:: Problem details ::
Your answer must consist of exactly the lines below, starting with the line with "positive clicks: (839, 480) (851, 458)" and going on through the line with "rough mask: <svg", and nothing else.

[Data extracted from a collection]
◇ ◇ ◇ ◇ ◇

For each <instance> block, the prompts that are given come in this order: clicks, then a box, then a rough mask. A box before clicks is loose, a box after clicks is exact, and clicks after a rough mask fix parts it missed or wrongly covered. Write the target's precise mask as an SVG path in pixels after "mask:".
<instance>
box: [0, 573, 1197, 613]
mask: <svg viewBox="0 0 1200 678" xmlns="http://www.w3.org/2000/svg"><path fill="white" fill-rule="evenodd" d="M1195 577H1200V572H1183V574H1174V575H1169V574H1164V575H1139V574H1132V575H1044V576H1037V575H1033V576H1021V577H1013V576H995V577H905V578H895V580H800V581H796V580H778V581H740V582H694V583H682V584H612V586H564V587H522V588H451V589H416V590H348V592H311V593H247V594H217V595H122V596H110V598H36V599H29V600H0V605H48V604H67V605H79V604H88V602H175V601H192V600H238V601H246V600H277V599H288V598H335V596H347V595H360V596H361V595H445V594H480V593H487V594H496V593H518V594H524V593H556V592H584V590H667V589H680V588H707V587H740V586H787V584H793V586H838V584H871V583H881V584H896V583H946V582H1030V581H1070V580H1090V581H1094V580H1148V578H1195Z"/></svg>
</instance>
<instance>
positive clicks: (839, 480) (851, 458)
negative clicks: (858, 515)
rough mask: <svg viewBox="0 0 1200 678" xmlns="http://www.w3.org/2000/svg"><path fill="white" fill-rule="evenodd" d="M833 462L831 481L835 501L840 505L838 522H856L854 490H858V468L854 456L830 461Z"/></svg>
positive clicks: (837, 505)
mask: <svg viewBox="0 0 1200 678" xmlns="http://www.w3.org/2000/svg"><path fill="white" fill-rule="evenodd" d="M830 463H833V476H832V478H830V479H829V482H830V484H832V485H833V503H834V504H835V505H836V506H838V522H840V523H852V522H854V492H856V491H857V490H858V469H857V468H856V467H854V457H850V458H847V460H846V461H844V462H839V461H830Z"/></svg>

◇ ◇ ◇ ◇ ◇

:: Expected output ::
positive clicks: (839, 480) (851, 458)
negative clicks: (858, 515)
rough mask: <svg viewBox="0 0 1200 678" xmlns="http://www.w3.org/2000/svg"><path fill="white" fill-rule="evenodd" d="M833 462L831 481L835 501L840 505L838 522H856L854 490H858V468L854 456L830 461Z"/></svg>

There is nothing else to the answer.